TEXT UNDER STUDY –
The mass spectrometry analytical strategy used in this study, multiple reaction monitoring (MRM)-profiling, rapidly identifies discriminant lipids of the epidermis by flow injection. MRM-profiling is a small molecule accelerated discovery workflow performed in two parts using a triple quadrupole mass spectrometer with electrospray ionization as the ion source. Briefly, the first step consists of discovery experiments based on neutral loss and precursor ion scans to detect lipids in pooled samples by targeting class-specific chemical motifs such as polar heads of phospholipids or sphingoid bases of ceramides. The second step of the MRM-profiling is the screening of individual samples for the transitions detected in the discovery phase.
We first developed the experimental approach of the MRM-profiling methodology using epidermal samples of mice with AD-like inflammatory skin disease (chronic proliferative dermatitis, cpdm). Subsequently, we investigated lipid changes as the disease in mice progressed from minimal to severe. In order to select the most relevant ions, we utilized a two-tiered filter/wrapper feature-selection strategy. First, we built linear models linking the presence of every lipid monitored to disease stage information. The top 10 lipids, ranked based on η2 effect size, were used to build a predictive elastic-net (E-net) regression model linking the lipid ions detected by MRM-profiling with disease progression. The developed model accurately identified disease stages based on the variations in relative amounts of lipid ions corresponding to phosphatidylcholines, cholesterol esters, and glycerolipids-containing and eicosapentaenoic acid fatty acyl residues. Finally, we investigated the lipid profile of the epidermis in dogs with canine AD using the previously developed methodology. Epidermis from client owned patients and healthy controls were collected. Patients were sampled from affected and unaffected skin avoiding areas with secondary infections and the canine atopic dermatitis extent and severity index (CADESI-4) was recorded. The monitored lipids substantially separated the samples of healthy dogs from atopic dogs and distinguished the affected from the unaffected skin of patients. Samples were grouped into two cohorts for low-score and high-score CADESI-4, the first principal component was able to differentiate the control group from the low and high-score group. Differences in the lipid composition associated with low and high score CADESI-4 were significantly different only after separating the samples by sex of the dogs, demonstrating sexual dimorphism in the lipid changes associated with disease. The compositional data was feature extracted using the CADESI-4 to build linear models that identified oleic acid-containing triacylglycerides, long-chain acylcarnitines and sphingolipids as highly predictive lipids and were subsequently used to construct a predictive E-net regression. The lipid fingerprint obtained from the MRM-profiling was highly correlated (R2=0.89) with the classification of the standardized CADESI-4 score.

DATA RECORDS –
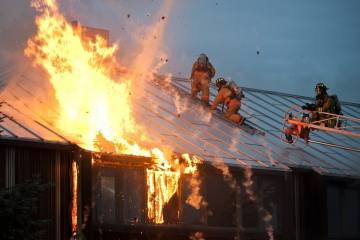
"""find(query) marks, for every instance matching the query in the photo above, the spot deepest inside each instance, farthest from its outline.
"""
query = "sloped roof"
(173, 118)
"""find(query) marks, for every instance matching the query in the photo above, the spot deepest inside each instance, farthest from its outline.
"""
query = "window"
(343, 211)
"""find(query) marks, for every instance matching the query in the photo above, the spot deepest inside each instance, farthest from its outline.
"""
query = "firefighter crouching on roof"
(231, 98)
(201, 74)
(323, 103)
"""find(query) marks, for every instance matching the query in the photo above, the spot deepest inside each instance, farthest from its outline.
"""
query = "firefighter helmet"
(220, 82)
(320, 88)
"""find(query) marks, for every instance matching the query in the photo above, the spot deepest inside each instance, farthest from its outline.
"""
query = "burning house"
(159, 165)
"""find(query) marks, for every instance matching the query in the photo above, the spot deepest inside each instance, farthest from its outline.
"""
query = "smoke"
(219, 164)
(249, 190)
(269, 150)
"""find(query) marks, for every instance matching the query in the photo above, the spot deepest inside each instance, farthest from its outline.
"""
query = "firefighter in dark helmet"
(201, 74)
(230, 95)
(324, 103)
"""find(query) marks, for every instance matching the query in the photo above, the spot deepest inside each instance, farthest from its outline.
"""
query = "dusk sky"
(300, 42)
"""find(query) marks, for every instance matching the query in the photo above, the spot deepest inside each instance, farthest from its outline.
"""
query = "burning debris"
(97, 102)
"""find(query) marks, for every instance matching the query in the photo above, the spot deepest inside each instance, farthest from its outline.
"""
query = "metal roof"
(171, 117)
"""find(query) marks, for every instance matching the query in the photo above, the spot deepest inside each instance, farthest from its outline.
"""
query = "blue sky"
(300, 42)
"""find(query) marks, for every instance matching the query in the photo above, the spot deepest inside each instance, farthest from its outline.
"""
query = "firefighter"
(201, 74)
(231, 98)
(324, 103)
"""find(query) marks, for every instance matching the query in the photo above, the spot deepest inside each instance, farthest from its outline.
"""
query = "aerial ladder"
(299, 123)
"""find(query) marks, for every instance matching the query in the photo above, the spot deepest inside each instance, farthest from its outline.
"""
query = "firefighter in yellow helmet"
(231, 98)
(201, 74)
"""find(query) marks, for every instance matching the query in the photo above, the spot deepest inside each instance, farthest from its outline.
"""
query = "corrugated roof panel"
(171, 117)
(266, 110)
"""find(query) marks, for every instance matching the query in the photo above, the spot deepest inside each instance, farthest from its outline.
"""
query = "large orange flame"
(95, 104)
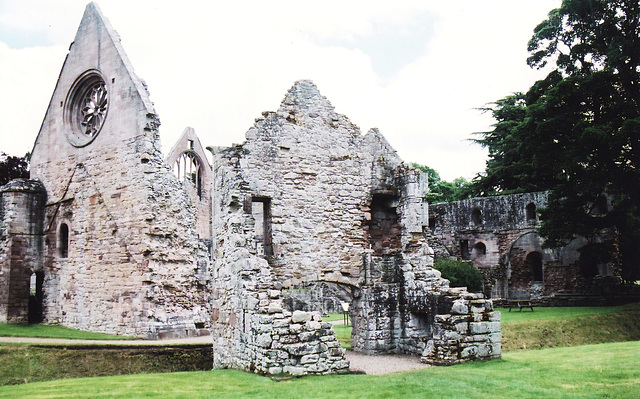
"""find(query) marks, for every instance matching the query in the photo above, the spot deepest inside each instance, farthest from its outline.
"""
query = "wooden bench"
(523, 303)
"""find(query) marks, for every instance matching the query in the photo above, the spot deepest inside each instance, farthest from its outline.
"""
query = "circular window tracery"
(86, 108)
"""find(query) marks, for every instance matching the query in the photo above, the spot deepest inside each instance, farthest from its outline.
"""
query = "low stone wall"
(469, 331)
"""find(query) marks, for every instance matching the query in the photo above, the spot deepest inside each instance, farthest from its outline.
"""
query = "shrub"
(460, 273)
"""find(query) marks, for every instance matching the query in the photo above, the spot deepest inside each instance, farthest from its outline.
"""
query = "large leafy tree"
(577, 132)
(12, 167)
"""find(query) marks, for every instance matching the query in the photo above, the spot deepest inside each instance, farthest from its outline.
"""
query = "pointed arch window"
(530, 212)
(63, 240)
(188, 168)
(476, 217)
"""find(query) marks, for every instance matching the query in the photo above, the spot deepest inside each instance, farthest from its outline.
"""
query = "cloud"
(416, 69)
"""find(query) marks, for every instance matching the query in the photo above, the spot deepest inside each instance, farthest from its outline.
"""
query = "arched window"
(600, 206)
(476, 217)
(533, 262)
(530, 212)
(63, 240)
(188, 168)
(479, 249)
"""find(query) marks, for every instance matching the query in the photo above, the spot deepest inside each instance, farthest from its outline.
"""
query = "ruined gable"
(308, 199)
(121, 251)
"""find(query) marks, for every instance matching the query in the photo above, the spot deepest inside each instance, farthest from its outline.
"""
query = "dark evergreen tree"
(12, 167)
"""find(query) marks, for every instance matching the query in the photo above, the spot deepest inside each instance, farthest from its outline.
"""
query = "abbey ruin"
(252, 243)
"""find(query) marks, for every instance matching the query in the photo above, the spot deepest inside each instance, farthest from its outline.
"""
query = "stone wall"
(308, 199)
(130, 260)
(21, 248)
(499, 235)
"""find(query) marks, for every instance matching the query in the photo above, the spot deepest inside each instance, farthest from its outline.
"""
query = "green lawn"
(561, 327)
(43, 331)
(542, 313)
(593, 371)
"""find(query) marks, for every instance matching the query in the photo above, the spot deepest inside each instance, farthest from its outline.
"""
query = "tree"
(12, 167)
(460, 273)
(577, 132)
(444, 191)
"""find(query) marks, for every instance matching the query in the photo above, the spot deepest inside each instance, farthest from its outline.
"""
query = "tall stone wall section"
(21, 246)
(499, 235)
(132, 260)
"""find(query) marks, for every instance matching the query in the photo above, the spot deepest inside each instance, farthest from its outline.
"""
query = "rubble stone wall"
(297, 204)
(134, 264)
(505, 229)
(21, 243)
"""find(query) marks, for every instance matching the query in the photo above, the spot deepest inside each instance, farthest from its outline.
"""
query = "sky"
(417, 70)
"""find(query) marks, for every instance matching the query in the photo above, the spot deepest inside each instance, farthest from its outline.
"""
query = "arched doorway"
(35, 297)
(533, 263)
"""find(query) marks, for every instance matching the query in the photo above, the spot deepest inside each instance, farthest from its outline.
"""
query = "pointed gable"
(98, 100)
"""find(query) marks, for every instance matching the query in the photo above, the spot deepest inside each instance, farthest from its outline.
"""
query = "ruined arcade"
(115, 237)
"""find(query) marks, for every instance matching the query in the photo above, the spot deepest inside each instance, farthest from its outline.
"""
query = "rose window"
(86, 108)
(94, 109)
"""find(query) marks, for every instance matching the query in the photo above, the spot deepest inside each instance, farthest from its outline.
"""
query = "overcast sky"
(417, 70)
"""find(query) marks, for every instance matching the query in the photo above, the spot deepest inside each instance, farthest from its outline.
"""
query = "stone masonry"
(499, 235)
(111, 236)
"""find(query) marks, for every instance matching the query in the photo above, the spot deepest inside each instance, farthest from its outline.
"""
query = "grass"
(44, 331)
(593, 371)
(545, 313)
(20, 364)
(562, 327)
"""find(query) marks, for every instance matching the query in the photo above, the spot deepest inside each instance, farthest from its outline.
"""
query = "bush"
(460, 273)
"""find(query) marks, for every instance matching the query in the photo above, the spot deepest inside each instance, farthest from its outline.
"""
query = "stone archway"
(525, 267)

PROBLEMS AND TASKS –
#1 Translate this sentence from the text on epidermal lipid profiling into Spanish: "Subsequently, we investigated lipid changes as the disease in mice progressed from minimal to severe."
#2 Continue the text on epidermal lipid profiling in atopic dermatitis with one short paragraph that follows its last sentence.

ANSWER SECTION –
#1 Posteriormente, investigamos los cambios lipídicos a medida que la enfermedad en los ratones progresaba de mínima a grave.

#2
This research showed that changes in the lipid composition of the epidermis can be detected by MRM-profiling in atopic dogs even when the skin looks clinically healthy and that sex is a modifying factor in the lipid profile of canine atopic dermatitis (CAD). We expect that this research leads to a better understanding of the lipid changes in the epidermis during the onset of AD and as the chronic inflammatory process develops. The high prediction rate given by the lipid biomarkers for disease progression identified here by the machine learning strategy provides a potential molecular assessment tool for the diagnosis and monitoring of atopic dermatitis and the patient response to treatment.